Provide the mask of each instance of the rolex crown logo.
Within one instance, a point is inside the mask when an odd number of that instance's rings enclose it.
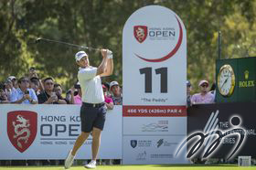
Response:
[[[245,78],[245,80],[248,80],[248,78],[249,78],[249,70],[245,70],[244,71],[244,78]]]

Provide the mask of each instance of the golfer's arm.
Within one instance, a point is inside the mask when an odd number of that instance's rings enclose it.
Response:
[[[100,64],[100,66],[97,69],[96,75],[98,76],[98,75],[101,75],[103,72],[105,72],[106,67],[107,67],[107,58],[103,58],[101,63]]]
[[[112,58],[108,58],[106,71],[101,74],[101,77],[112,75],[113,61]]]

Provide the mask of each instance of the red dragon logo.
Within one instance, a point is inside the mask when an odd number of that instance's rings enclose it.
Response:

TASK GOAL: Exclude the images, then output the data above word for word.

EXPECTED ANSWER:
Provide the mask of each instance of the rolex crown logo.
Within one instance, a point is inside the mask when an odd number of that instance's rings enclose it.
Response:
[[[245,78],[245,80],[248,80],[248,78],[249,78],[249,70],[245,70],[244,71],[244,78]]]

Provide the mask of each instance of the golfer's arm.
Within one instance, a point is inside the mask when an odd number of that instance's rings enclose it.
Response:
[[[100,64],[100,66],[97,69],[96,75],[98,76],[98,75],[101,75],[103,72],[105,72],[106,67],[107,67],[107,58],[103,58],[101,63]]]
[[[112,58],[108,58],[106,71],[101,74],[101,77],[112,75],[113,61]]]

Provide the mask of each instance of the red dragon logo.
Within one instance, a point is inside the mask when an odd number of that instance's rings enclose it.
Response:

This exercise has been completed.